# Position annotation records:
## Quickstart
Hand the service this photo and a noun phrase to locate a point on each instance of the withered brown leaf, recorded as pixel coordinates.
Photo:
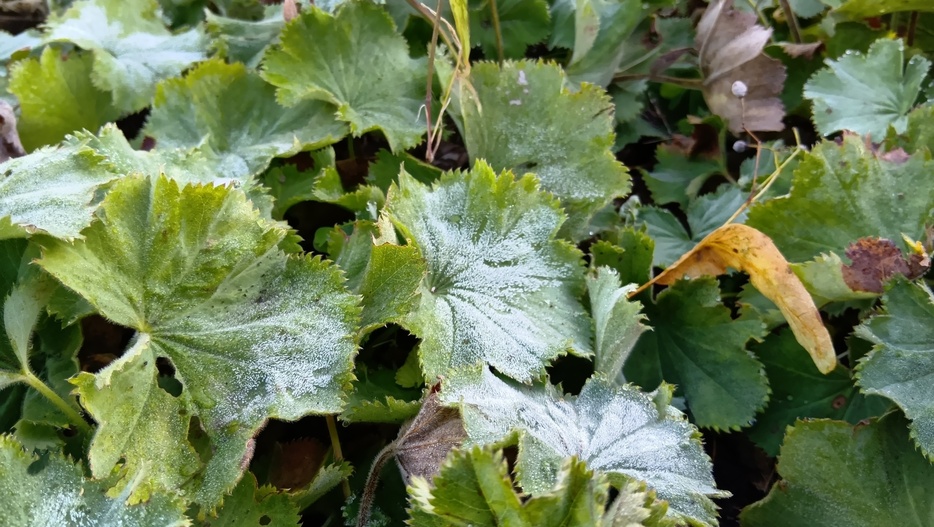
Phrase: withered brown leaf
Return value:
(730, 44)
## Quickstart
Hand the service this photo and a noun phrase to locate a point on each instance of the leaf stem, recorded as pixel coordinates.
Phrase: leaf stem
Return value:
(498, 31)
(73, 416)
(338, 453)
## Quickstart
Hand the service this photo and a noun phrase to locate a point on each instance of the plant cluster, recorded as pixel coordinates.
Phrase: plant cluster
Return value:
(467, 262)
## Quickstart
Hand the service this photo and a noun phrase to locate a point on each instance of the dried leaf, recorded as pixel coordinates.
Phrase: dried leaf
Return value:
(748, 250)
(730, 45)
(875, 260)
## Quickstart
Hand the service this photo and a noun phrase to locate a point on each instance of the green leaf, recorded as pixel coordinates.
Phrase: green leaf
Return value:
(837, 474)
(617, 321)
(235, 113)
(522, 23)
(356, 61)
(696, 345)
(244, 40)
(841, 193)
(867, 94)
(704, 215)
(899, 366)
(616, 430)
(499, 289)
(132, 49)
(525, 120)
(251, 333)
(800, 391)
(28, 482)
(57, 97)
(248, 506)
(474, 488)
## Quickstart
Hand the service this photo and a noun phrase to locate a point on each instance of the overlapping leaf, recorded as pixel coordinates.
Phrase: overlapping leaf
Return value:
(356, 61)
(252, 333)
(617, 430)
(500, 288)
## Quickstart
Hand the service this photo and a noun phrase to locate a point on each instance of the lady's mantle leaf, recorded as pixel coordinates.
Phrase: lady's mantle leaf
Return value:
(474, 488)
(845, 192)
(356, 61)
(866, 94)
(835, 474)
(57, 97)
(500, 289)
(133, 51)
(615, 429)
(252, 333)
(901, 365)
(50, 490)
(525, 120)
(236, 114)
(697, 346)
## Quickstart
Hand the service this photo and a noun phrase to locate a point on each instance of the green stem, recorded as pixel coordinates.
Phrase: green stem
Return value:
(73, 416)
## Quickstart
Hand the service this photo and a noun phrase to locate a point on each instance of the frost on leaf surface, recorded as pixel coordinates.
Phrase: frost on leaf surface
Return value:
(357, 61)
(901, 364)
(235, 113)
(836, 474)
(841, 193)
(132, 48)
(696, 345)
(866, 94)
(616, 430)
(51, 490)
(251, 332)
(525, 120)
(500, 288)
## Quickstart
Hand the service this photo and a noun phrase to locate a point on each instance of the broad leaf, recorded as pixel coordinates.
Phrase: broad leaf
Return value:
(132, 49)
(837, 474)
(57, 97)
(525, 120)
(235, 113)
(841, 193)
(356, 61)
(499, 289)
(900, 366)
(866, 94)
(697, 346)
(615, 429)
(29, 484)
(251, 333)
(474, 488)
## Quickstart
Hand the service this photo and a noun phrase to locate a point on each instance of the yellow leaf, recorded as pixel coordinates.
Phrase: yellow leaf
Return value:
(746, 249)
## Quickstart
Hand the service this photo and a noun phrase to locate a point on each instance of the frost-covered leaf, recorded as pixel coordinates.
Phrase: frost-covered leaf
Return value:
(500, 289)
(841, 193)
(697, 346)
(800, 391)
(51, 490)
(525, 120)
(866, 94)
(251, 333)
(704, 215)
(474, 488)
(132, 49)
(235, 113)
(522, 23)
(57, 97)
(617, 321)
(356, 61)
(900, 364)
(836, 474)
(616, 430)
(244, 41)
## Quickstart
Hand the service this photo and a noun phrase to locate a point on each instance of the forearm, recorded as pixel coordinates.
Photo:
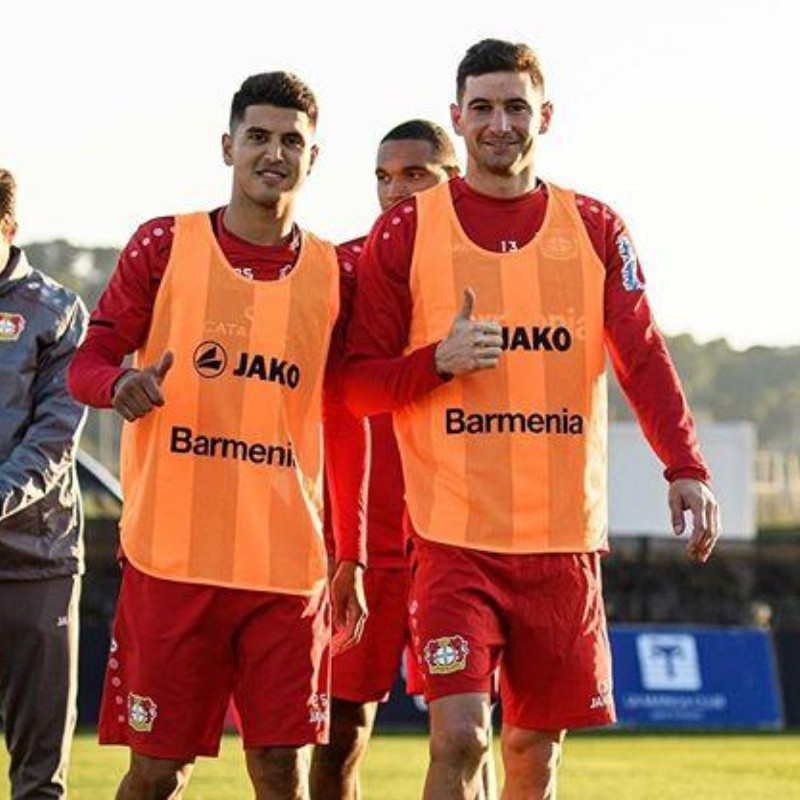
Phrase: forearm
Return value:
(376, 385)
(93, 374)
(648, 378)
(38, 462)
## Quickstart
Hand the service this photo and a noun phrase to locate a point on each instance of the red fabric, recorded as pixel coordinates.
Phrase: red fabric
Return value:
(270, 651)
(385, 504)
(365, 673)
(120, 323)
(379, 378)
(542, 614)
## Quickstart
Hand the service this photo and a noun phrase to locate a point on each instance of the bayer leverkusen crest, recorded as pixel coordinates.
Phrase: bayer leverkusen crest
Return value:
(11, 326)
(446, 654)
(142, 713)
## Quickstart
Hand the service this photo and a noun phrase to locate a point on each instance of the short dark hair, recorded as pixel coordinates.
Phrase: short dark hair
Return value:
(281, 89)
(8, 193)
(496, 55)
(423, 130)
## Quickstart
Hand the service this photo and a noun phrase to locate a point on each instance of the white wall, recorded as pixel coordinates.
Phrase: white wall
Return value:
(638, 491)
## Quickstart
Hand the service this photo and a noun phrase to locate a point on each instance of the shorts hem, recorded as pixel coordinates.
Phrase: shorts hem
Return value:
(571, 724)
(361, 697)
(430, 696)
(257, 743)
(159, 752)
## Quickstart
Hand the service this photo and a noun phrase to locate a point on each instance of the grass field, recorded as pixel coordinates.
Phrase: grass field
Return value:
(596, 767)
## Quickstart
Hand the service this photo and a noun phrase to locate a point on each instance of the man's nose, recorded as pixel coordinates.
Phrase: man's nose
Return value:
(500, 121)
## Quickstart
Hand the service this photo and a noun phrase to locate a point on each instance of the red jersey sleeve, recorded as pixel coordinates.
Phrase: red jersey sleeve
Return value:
(346, 438)
(638, 353)
(120, 322)
(378, 377)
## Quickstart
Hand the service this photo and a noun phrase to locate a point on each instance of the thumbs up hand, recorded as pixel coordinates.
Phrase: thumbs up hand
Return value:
(471, 345)
(138, 391)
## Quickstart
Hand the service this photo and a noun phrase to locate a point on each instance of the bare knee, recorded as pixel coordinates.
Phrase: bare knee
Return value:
(531, 759)
(463, 743)
(351, 728)
(155, 778)
(277, 770)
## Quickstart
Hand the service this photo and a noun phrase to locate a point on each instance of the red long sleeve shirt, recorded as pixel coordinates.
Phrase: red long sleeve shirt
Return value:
(379, 378)
(385, 503)
(120, 323)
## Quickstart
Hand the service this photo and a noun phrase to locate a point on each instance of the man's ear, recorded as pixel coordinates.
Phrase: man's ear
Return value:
(227, 148)
(8, 228)
(314, 154)
(547, 116)
(455, 118)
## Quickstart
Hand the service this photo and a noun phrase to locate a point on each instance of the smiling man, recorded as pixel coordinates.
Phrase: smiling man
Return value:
(413, 156)
(234, 317)
(483, 309)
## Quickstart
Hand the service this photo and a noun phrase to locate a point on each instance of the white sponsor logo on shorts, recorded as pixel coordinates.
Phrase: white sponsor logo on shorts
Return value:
(318, 708)
(604, 697)
(142, 713)
(446, 654)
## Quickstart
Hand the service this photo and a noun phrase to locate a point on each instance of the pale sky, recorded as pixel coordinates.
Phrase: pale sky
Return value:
(681, 115)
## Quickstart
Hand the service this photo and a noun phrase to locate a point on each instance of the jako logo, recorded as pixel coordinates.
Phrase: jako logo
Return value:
(210, 359)
(669, 662)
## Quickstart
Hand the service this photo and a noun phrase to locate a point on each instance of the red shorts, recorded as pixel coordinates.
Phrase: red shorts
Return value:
(415, 681)
(540, 616)
(179, 652)
(365, 673)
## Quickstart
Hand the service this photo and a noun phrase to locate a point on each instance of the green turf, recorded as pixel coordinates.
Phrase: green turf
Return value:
(596, 767)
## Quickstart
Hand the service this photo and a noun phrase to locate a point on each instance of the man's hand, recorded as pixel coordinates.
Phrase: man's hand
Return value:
(470, 345)
(349, 605)
(687, 494)
(138, 391)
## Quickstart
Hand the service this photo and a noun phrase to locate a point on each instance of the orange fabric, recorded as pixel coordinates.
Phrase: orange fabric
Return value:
(511, 459)
(222, 484)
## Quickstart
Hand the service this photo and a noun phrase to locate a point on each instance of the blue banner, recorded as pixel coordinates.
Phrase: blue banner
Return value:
(684, 677)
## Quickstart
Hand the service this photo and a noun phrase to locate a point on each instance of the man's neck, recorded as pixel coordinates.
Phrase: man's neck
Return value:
(503, 186)
(11, 256)
(259, 225)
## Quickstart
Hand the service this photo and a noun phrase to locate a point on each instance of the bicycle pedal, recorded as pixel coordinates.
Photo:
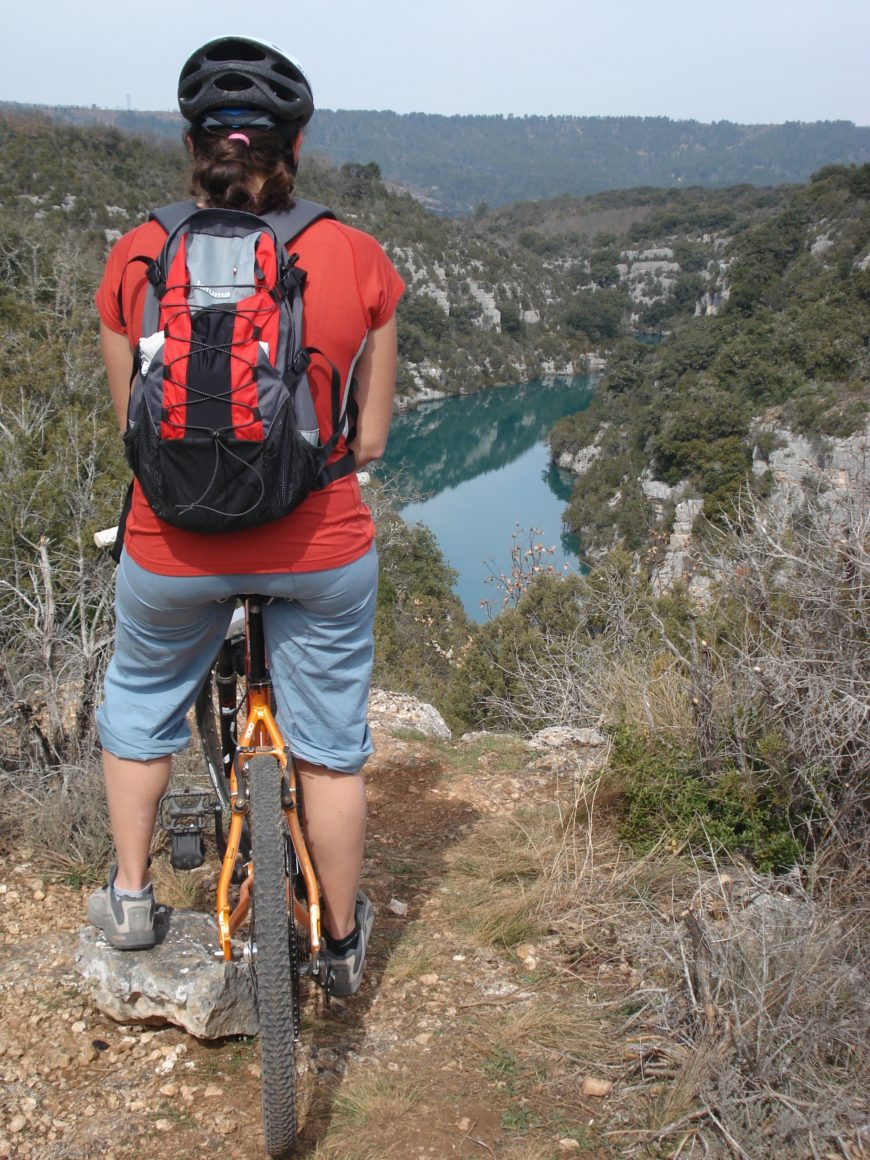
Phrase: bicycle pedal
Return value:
(183, 814)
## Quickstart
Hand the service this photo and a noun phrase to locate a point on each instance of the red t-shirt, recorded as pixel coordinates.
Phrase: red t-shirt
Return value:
(352, 289)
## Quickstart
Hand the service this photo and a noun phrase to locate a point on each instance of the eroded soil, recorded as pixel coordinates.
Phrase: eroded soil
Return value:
(411, 1066)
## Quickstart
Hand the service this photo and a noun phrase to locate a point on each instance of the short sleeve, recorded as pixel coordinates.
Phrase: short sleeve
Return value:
(108, 301)
(381, 287)
(121, 295)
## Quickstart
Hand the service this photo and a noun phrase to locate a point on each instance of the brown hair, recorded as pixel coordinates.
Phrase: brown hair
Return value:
(224, 169)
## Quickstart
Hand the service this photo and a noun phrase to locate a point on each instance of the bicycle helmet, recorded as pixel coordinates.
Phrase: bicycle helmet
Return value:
(232, 75)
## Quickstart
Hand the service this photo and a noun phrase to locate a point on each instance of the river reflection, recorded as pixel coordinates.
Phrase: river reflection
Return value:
(478, 468)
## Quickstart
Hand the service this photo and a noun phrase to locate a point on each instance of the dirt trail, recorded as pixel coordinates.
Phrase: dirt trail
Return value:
(401, 1070)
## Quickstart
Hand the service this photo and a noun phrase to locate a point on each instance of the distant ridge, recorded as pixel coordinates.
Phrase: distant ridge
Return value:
(455, 164)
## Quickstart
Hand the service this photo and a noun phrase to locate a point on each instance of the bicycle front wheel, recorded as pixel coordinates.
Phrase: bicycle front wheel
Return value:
(274, 963)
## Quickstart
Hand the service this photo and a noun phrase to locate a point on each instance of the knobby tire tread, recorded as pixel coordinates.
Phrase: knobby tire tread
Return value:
(275, 978)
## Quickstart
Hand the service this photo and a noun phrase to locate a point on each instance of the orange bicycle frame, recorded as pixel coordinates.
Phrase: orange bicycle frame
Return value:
(260, 736)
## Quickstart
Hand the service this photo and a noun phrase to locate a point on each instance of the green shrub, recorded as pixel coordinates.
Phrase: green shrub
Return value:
(668, 796)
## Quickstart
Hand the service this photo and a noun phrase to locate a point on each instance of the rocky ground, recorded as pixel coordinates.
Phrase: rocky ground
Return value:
(407, 1067)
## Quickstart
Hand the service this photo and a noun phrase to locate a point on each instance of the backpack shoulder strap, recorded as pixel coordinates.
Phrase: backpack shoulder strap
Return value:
(172, 216)
(289, 224)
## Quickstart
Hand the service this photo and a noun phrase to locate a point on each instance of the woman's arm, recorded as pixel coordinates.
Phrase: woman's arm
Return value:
(118, 360)
(375, 389)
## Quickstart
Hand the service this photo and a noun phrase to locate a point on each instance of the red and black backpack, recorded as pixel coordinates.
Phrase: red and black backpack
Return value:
(222, 432)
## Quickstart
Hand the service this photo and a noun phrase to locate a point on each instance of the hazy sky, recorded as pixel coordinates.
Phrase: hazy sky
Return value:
(744, 60)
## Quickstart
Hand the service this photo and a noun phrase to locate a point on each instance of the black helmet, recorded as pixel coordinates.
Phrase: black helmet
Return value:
(233, 74)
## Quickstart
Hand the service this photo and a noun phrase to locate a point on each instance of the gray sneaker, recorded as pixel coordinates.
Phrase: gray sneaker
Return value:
(127, 922)
(346, 970)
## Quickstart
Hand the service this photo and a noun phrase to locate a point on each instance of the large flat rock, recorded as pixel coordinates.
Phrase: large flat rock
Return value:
(178, 981)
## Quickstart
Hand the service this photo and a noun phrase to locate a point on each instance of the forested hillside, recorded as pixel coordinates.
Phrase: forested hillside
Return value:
(768, 339)
(711, 861)
(454, 164)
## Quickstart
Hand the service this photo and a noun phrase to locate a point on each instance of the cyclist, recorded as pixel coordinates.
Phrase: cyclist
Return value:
(247, 104)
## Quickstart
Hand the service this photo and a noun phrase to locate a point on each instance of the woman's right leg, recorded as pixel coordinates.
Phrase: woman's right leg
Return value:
(168, 630)
(133, 790)
(320, 653)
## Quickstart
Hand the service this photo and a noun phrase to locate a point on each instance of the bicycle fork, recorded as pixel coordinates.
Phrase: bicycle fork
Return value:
(261, 736)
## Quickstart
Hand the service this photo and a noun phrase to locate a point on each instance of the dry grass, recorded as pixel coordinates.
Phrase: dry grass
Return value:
(766, 995)
(64, 819)
(365, 1115)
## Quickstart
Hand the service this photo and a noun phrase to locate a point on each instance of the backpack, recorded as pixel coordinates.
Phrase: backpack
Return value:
(222, 432)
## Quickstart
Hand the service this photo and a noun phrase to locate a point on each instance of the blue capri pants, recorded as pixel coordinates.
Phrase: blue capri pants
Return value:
(319, 644)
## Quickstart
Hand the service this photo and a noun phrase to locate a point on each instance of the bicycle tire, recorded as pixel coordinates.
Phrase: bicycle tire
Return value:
(276, 980)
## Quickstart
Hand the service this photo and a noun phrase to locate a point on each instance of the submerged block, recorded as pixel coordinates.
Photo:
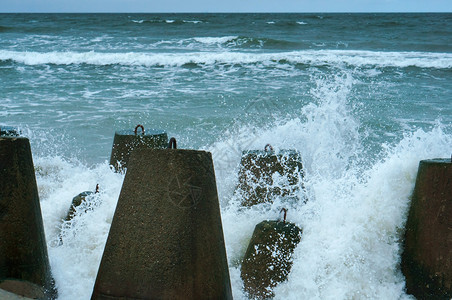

# AIM OF THE EXERCISE:
Return every line of the records above that contains the word "blue", treating uppercase and lowercase letters as distinct.

# COMPLETE OUTPUT:
Hand the service this photo and a noun phrase to locate a point on each instance of the blue banner, recorded as pixel coordinates.
Phrase: blue banner
Hand the service this photo and a noun phrase to locate a point on each instance of the blue capri pants, recorded as pixel coordinates.
Phrase: blue capri pants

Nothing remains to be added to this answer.